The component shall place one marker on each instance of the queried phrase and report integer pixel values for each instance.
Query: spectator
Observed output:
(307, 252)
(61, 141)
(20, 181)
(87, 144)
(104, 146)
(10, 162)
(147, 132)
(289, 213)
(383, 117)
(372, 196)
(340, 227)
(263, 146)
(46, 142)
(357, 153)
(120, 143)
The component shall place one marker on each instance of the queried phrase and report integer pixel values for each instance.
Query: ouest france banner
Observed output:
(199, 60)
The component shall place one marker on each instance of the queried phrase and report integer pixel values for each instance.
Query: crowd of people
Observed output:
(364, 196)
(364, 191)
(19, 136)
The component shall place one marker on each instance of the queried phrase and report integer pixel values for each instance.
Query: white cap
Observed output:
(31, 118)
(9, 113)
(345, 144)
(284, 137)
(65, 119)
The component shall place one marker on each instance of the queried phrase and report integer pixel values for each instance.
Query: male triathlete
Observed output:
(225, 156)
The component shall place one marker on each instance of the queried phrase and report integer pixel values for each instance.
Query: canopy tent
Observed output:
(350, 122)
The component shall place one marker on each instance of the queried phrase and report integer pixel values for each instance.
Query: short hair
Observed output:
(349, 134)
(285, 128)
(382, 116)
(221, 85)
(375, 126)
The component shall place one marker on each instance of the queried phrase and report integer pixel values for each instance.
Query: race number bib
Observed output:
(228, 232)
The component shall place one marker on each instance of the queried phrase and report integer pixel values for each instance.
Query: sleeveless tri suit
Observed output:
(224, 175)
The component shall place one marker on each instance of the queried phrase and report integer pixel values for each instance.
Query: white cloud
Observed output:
::::::::::
What you need to do: Among the entries, how many lines include the word "Query"? Answer with a single number and nothing further.

Response below: 10